▶ TASK DESCRIPTION:
Skipping any pictures, give all of the records below again exactly.

▶ MATERIAL PROVIDED:
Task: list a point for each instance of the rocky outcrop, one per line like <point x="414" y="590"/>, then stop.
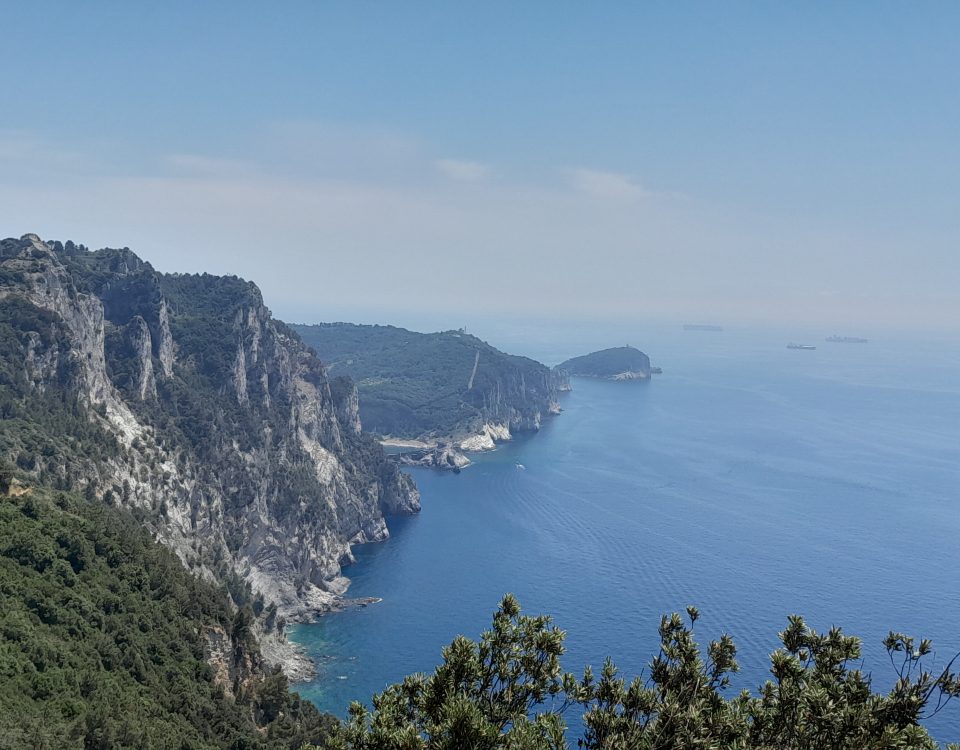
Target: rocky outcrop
<point x="618" y="363"/>
<point x="218" y="427"/>
<point x="446" y="387"/>
<point x="444" y="457"/>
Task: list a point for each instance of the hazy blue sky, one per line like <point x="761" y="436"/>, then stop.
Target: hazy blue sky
<point x="708" y="161"/>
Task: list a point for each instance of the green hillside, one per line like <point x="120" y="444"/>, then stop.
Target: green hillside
<point x="426" y="385"/>
<point x="103" y="635"/>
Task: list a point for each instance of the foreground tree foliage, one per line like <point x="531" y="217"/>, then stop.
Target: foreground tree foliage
<point x="104" y="641"/>
<point x="509" y="692"/>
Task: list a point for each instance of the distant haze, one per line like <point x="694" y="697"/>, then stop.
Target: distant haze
<point x="710" y="163"/>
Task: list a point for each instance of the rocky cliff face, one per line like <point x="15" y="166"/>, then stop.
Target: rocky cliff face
<point x="447" y="387"/>
<point x="180" y="398"/>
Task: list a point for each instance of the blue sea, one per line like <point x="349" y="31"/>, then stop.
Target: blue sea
<point x="749" y="480"/>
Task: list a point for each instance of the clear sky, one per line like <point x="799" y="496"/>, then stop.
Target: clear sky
<point x="708" y="161"/>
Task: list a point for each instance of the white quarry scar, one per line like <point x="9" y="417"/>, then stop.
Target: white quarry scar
<point x="473" y="374"/>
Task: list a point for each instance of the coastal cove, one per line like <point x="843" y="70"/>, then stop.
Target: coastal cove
<point x="748" y="480"/>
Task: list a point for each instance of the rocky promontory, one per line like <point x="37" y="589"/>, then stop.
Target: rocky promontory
<point x="447" y="388"/>
<point x="618" y="363"/>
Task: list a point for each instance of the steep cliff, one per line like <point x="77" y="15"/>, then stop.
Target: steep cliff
<point x="449" y="387"/>
<point x="618" y="363"/>
<point x="180" y="398"/>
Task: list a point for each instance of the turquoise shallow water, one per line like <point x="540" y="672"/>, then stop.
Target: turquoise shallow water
<point x="749" y="480"/>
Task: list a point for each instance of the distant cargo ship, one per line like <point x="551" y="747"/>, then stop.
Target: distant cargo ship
<point x="847" y="339"/>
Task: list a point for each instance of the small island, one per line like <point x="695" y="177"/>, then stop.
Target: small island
<point x="618" y="363"/>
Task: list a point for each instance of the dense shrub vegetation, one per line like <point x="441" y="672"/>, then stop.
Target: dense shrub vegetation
<point x="416" y="384"/>
<point x="102" y="641"/>
<point x="508" y="691"/>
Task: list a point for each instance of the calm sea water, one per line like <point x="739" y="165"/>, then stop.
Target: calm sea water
<point x="748" y="480"/>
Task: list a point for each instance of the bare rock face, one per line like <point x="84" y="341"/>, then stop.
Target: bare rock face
<point x="213" y="422"/>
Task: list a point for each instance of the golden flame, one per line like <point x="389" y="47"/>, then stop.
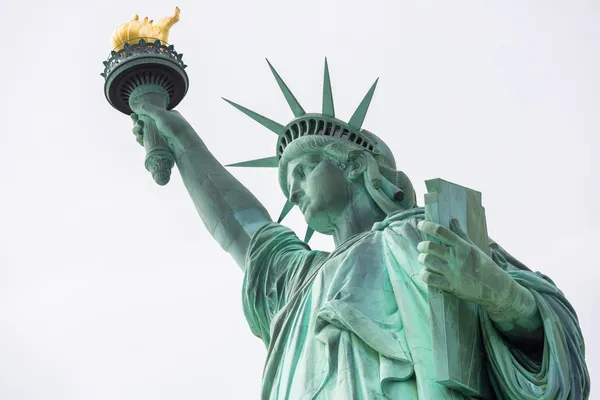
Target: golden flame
<point x="135" y="30"/>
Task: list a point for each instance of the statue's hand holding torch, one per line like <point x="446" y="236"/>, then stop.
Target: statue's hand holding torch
<point x="144" y="72"/>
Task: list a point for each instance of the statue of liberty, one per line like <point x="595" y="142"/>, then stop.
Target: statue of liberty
<point x="354" y="323"/>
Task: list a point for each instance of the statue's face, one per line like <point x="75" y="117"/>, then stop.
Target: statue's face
<point x="320" y="189"/>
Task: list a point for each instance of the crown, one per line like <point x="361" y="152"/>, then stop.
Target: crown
<point x="320" y="124"/>
<point x="134" y="30"/>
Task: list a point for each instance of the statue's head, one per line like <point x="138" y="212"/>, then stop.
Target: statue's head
<point x="323" y="176"/>
<point x="325" y="164"/>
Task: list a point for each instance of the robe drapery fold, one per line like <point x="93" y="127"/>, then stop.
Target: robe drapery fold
<point x="354" y="323"/>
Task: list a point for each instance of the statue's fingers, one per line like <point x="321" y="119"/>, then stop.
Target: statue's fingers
<point x="438" y="250"/>
<point x="138" y="127"/>
<point x="434" y="263"/>
<point x="434" y="279"/>
<point x="444" y="234"/>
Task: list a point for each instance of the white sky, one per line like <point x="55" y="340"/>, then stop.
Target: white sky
<point x="110" y="288"/>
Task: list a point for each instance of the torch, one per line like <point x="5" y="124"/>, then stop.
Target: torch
<point x="144" y="68"/>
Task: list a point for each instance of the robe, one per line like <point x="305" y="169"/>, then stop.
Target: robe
<point x="355" y="324"/>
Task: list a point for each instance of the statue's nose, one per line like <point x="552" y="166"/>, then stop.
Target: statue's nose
<point x="295" y="195"/>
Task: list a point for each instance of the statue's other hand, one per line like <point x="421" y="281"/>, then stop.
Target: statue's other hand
<point x="459" y="267"/>
<point x="170" y="123"/>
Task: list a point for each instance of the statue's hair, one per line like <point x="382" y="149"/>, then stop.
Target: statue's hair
<point x="377" y="172"/>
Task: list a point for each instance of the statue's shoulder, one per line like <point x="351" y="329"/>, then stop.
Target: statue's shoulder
<point x="400" y="220"/>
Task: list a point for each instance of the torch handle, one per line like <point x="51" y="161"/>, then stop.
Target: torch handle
<point x="159" y="159"/>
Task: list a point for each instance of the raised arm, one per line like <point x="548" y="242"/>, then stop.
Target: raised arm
<point x="228" y="209"/>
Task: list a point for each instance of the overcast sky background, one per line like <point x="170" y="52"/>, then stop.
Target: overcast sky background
<point x="110" y="287"/>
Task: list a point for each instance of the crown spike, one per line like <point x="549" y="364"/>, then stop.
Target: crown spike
<point x="289" y="96"/>
<point x="268" y="162"/>
<point x="285" y="211"/>
<point x="309" y="233"/>
<point x="328" y="108"/>
<point x="264" y="121"/>
<point x="359" y="115"/>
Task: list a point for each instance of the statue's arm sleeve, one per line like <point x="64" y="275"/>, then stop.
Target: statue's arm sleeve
<point x="277" y="264"/>
<point x="554" y="370"/>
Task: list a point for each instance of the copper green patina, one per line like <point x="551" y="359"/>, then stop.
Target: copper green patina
<point x="376" y="317"/>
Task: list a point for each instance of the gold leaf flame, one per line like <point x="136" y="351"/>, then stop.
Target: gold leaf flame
<point x="134" y="30"/>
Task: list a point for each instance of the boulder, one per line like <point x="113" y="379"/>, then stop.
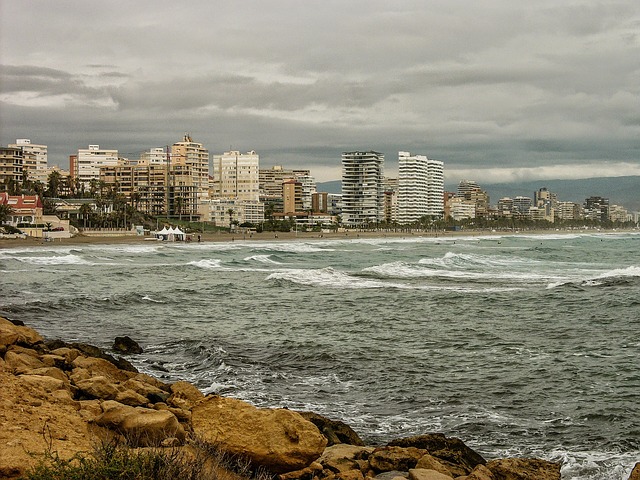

▶ OUTPUT FOR THIS EXERCISE:
Task: list a point for each instance of the rocky outcrop, one per line like <point x="414" y="590"/>, then stop.
Target: rocky outcrop
<point x="618" y="363"/>
<point x="218" y="427"/>
<point x="446" y="387"/>
<point x="444" y="457"/>
Task: list a point for each instance of the hazy blue sky, one per line like <point x="761" y="436"/>, then stop.
Target: hazy blue sky
<point x="708" y="161"/>
Task: list a point for each instance of the green hillside, one per line like <point x="120" y="444"/>, then stop.
Target: green hillside
<point x="426" y="385"/>
<point x="103" y="635"/>
Task: list a point for each instance of the foreground tree foliage, one per line like <point x="531" y="217"/>, then stop.
Target: foreground tree foliage
<point x="104" y="641"/>
<point x="509" y="692"/>
Task: list a point for each instance of the distant haze, one per line like <point x="694" y="697"/>, then stop.
Target: distant haze
<point x="710" y="163"/>
Task: list a point for each instance of the rocky cliff face, one per line like <point x="15" y="166"/>, then stop.
Target: rocky cliff face
<point x="447" y="387"/>
<point x="180" y="398"/>
Task: list a point for each instance of the blue sea, one per line like <point x="349" y="31"/>, then stop.
Target: blue sea
<point x="749" y="480"/>
Task: list a point for each instance of the clear sky, one per line like <point x="799" y="496"/>, then stop.
Target: clear sky
<point x="708" y="161"/>
Task: list a point for each instance of the white quarry scar, one per line like <point x="9" y="417"/>, then stop.
Target: white quarry scar
<point x="473" y="374"/>
Task: list a point for each instance of the coastal cove, one per line like <point x="843" y="70"/>, then stop.
Target: coastal cove
<point x="748" y="480"/>
Task: list a point for each instance of the rocky promontory, one per line like <point x="37" y="589"/>, then stop.
Target: rocky promontory
<point x="447" y="388"/>
<point x="618" y="363"/>
Task: list a point for each instance of the steep cliff, one per line like <point x="77" y="15"/>, then stop.
Target: steep cliff
<point x="449" y="387"/>
<point x="618" y="363"/>
<point x="180" y="398"/>
Task: list a point for each instance of the turquoise shallow water, one per line like <point x="540" y="672"/>, then stop.
Target: turquoise shallow water
<point x="749" y="480"/>
Task: list a point for each instance of the distant cargo ship, one per line like <point x="551" y="747"/>, then stop.
Target: distant cargo ship
<point x="847" y="339"/>
Task: list a point for each instance of the small island, one per line like <point x="695" y="177"/>, then stop.
Target: small island
<point x="618" y="363"/>
Task: list a point for each instance of the dense shrub vegetation, one per line like <point x="441" y="672"/>, then stop.
Target: dense shrub vegetation
<point x="416" y="384"/>
<point x="102" y="641"/>
<point x="508" y="691"/>
Task: list a point for each instance of the calm sea water, one per line like <point x="739" y="165"/>, then stop.
Target: calm sea water
<point x="748" y="480"/>
Task: list a point for each instance of the bare rock face, one per line like <point x="84" y="341"/>, then stop.
Target: bare rock face
<point x="213" y="422"/>
Task: list a point for each instance of the golden flame, one per line like <point x="389" y="47"/>, then stop.
Target: golden flame
<point x="135" y="30"/>
Task: list a point for each instance of the statue's hand holding torch, one per line like <point x="446" y="236"/>, then stop.
Target: statue's hand holding torch
<point x="144" y="72"/>
Task: list a point for each instance of the statue of liberty, one per line like <point x="595" y="142"/>, then stop.
Target: statue of liberty
<point x="354" y="323"/>
Task: list a point for each instance of the statue's face, one per line like <point x="75" y="117"/>, then stop.
Target: statue's face
<point x="320" y="189"/>
Task: list a point for each instance of the crown, one per line like <point x="361" y="152"/>, then stop.
Target: crown
<point x="320" y="124"/>
<point x="134" y="30"/>
Task: list a point for each instance of the statue's head, one per line like <point x="138" y="212"/>, then stop.
Target: statue's head
<point x="323" y="176"/>
<point x="325" y="164"/>
Task: list a point for each instance of the robe drapery fold, one per line like <point x="93" y="127"/>, then stop.
Target: robe drapery fold
<point x="354" y="323"/>
Task: list a point for each instance of the statue's fingers, one per line like <point x="321" y="119"/>, then stop.
Target: statue's fingers
<point x="438" y="250"/>
<point x="138" y="127"/>
<point x="434" y="263"/>
<point x="434" y="279"/>
<point x="444" y="234"/>
Task: list a point for each instance of the white sky, one per line like <point x="55" y="340"/>, then stop.
Target: white sky
<point x="110" y="288"/>
Task: list a point for each instance of the torch, one per line like <point x="5" y="124"/>, then stop.
Target: torch
<point x="144" y="68"/>
Task: list a point for each instance of the robe, one per line like <point x="305" y="169"/>, then stop.
Target: robe
<point x="355" y="324"/>
Task: list a point for each instance of the statue's nose, one per line like <point x="552" y="166"/>, then stop.
Target: statue's nose
<point x="295" y="195"/>
Task: list a point for each instance of the statue's other hand, one per line like <point x="421" y="281"/>, then stop.
Target: statue's other hand
<point x="459" y="267"/>
<point x="170" y="123"/>
Task: list a point for each instance of the statue's hair, one per line like <point x="382" y="149"/>, then stop.
Target: statue's hair
<point x="377" y="172"/>
Task: list a point for each instance of the statue's shoulder, one per line like <point x="351" y="329"/>, then stop.
Target: statue's shoulder
<point x="400" y="220"/>
Task: list a point for each instance of the torch handle, one per line like <point x="51" y="161"/>, then stop.
Target: torch handle
<point x="159" y="159"/>
Task: list a point for each instance of the raised arm, one per line like <point x="548" y="242"/>, then stop.
Target: raised arm
<point x="228" y="209"/>
Task: list a point for each instance of the overcast sky background, one per line like <point x="170" y="52"/>, then stop.
Target: overcast sky background
<point x="110" y="287"/>
Task: list a point for each instance of the crown spike, one per line like <point x="549" y="364"/>, then stop.
Target: crown spike
<point x="289" y="96"/>
<point x="268" y="162"/>
<point x="285" y="211"/>
<point x="309" y="233"/>
<point x="328" y="108"/>
<point x="264" y="121"/>
<point x="359" y="115"/>
Task: list a point for each instance of the statue's arm sleeve, one per line like <point x="64" y="275"/>, then stop.
Target: statue's arm sleeve
<point x="277" y="264"/>
<point x="554" y="370"/>
Task: list a point for each instance of the copper green patina, one per line like <point x="551" y="359"/>, then stop.
Target: copper green patina
<point x="376" y="317"/>
Task: list a point for each instance of the gold leaf flame, one per line like <point x="136" y="351"/>, then stop.
Target: gold leaf flame
<point x="134" y="30"/>
Task: list a point for each instance of the boulder, one per line like <point x="113" y="379"/>, then stop.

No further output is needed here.